* **DIRECTIONS**:
a - List every quantity measured in bags in the Kenya coffee report.
b - Copy the Kenya coffee report word for word, starting with "Coffee prices at" and going on through "in producer countries.".

* **READING PASSAGE**:
====
EAST AFRICA – Kenya’s coffee production in the market year 2022/23 is forecast to decrease by 10 percent to 700,000 bags due to lower yields caused by reduced fertilizer application, triggered by rising input prices.

Additionally, yields in are expected to decline due to cyclical variations especially of the Arabica variety which is the main coffee grown in Kenya.

Despite the decline in production, coffee consumption is anticipated to marginally increase from 30,000 to 32,000 bags, driven by resumption of activities in the country’s tourism and restaurant sectors, following the removal of COVID-19 restrictions.

However, growth in domestic consumption will be constrained by high inflation, which is reducing consumer purchasing power.

Coffee is one of the country’s leading export commodities, but it is set to register a decline of 11% in export volumes during the period under review to 670,000 bags, as lower domestic production reduces exportable supplies.

Although Kenya’s coffee attracts relatively high prices compared to coffee from other countries that produce mild arabicas, its coffee accounts for less than one percent of world coffee exports.

Coffee prices at the Nairobi Coffee Exchange (NCE) continued to surge in MY 2021/22 due to increased global demand and lower production in leading producer countries such as Brazil and Vietnam.

Moving into MY 2022/23, industry sources have expressed concerns that inflation in buyer countries will slow demand as consumers curb spending and reduce visits to restaurants and cafes. This lower demand could lead to reduced prices in producer countries.
====
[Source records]

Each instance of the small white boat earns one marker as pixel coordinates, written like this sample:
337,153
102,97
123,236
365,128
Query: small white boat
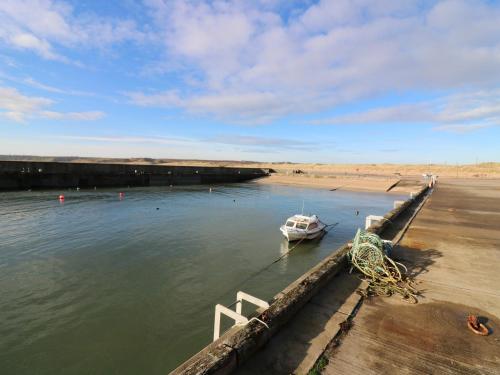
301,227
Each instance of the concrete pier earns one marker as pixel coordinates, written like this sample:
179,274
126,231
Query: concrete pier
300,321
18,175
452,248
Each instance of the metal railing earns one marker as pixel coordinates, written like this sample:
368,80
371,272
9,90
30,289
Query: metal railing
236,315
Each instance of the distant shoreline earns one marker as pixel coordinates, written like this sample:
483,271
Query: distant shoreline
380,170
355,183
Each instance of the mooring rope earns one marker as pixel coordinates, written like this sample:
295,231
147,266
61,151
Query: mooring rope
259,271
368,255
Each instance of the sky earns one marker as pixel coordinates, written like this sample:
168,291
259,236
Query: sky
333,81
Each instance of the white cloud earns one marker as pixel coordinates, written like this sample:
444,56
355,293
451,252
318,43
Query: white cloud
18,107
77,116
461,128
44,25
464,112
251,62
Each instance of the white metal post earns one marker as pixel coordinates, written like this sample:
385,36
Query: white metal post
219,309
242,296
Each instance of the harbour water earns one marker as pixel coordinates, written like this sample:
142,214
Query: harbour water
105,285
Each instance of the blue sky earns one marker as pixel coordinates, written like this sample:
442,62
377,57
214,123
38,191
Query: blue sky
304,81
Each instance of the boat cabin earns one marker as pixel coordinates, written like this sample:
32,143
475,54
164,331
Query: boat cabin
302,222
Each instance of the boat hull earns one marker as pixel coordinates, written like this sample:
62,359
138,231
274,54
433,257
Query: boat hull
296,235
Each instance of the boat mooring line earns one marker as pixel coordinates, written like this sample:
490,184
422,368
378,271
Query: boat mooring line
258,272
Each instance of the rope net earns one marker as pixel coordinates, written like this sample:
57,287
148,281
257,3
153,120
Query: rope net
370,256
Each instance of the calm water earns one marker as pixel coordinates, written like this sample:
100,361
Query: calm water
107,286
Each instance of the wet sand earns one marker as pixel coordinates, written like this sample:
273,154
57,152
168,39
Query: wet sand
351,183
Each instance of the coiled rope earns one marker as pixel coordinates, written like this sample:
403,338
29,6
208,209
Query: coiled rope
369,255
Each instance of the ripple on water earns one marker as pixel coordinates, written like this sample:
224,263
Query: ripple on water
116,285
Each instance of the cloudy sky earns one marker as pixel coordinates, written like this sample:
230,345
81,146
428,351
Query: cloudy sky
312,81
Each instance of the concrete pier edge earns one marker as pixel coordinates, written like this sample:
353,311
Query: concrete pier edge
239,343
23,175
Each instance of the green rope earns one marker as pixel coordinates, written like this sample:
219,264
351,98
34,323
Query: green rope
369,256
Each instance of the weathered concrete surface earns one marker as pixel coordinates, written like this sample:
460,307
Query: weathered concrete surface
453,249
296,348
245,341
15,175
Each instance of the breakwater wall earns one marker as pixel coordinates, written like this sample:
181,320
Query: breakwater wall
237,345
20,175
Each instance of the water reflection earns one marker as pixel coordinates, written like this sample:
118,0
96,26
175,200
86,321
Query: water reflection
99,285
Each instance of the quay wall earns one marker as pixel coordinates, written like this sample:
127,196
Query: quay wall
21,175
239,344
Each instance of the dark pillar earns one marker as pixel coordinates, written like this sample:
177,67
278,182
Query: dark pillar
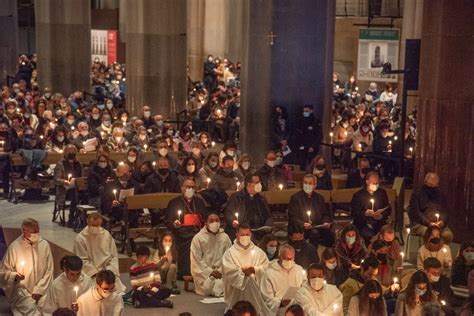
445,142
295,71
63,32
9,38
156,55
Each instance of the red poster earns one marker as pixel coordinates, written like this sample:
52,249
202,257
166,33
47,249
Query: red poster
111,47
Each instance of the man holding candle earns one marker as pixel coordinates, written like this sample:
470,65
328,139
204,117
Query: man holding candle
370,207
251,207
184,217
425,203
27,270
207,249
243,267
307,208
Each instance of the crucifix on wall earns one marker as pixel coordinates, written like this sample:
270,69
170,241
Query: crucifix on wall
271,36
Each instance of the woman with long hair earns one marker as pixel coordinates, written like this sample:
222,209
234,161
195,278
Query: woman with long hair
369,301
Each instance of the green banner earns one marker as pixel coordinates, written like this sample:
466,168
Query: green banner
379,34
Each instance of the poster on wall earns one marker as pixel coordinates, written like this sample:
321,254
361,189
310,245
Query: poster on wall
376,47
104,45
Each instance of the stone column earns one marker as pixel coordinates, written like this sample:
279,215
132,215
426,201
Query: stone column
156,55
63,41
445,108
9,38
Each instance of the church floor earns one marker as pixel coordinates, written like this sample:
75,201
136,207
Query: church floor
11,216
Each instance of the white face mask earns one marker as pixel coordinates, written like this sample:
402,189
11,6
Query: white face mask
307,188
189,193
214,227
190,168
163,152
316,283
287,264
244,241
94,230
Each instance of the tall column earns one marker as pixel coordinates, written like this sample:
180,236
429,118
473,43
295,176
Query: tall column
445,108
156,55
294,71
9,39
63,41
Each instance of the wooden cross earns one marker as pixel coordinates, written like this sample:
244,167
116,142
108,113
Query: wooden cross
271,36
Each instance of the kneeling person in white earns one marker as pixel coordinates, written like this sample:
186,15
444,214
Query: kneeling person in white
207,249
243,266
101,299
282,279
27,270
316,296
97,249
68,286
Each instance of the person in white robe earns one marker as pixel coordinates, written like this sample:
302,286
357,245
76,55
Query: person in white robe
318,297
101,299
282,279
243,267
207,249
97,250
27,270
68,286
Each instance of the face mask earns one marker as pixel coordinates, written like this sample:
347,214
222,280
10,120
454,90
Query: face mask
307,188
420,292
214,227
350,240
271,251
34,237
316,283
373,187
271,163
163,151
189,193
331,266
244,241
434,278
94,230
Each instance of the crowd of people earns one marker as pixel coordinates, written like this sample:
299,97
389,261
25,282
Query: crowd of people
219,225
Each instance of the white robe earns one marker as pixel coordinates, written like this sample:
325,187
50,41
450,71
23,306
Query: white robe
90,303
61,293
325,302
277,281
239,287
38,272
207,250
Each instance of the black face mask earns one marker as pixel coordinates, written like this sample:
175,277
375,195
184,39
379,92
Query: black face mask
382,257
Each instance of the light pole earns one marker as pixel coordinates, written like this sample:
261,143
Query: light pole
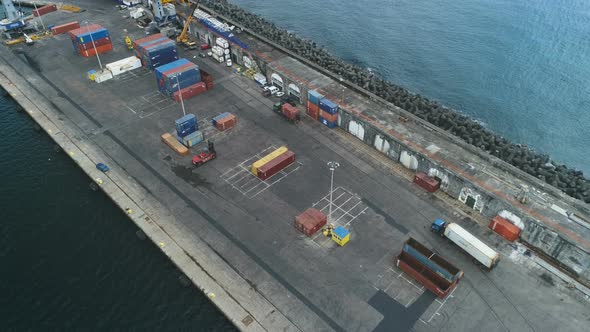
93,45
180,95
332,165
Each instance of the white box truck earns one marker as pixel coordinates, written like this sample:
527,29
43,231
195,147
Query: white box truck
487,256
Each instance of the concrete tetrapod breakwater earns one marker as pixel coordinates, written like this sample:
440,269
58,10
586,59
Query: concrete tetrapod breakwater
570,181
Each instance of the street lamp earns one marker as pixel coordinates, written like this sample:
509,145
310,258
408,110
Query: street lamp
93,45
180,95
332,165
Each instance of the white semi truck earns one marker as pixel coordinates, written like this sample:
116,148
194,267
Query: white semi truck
====
* **ANSWER LIST**:
a - 700,000 bags; 30,000 bags; 32,000 bags; 670,000 bags

b -
Coffee prices at the Nairobi Coffee Exchange (NCE) continued to surge in MY 2021/22 due to increased global demand and lower production in leading producer countries such as Brazil and Vietnam.

Moving into MY 2022/23, industry sources have expressed concerns that inflation in buyer countries will slow demand as consumers curb spending and reduce visits to restaurants and cafes. This lower demand could lead to reduced prices in producer countries.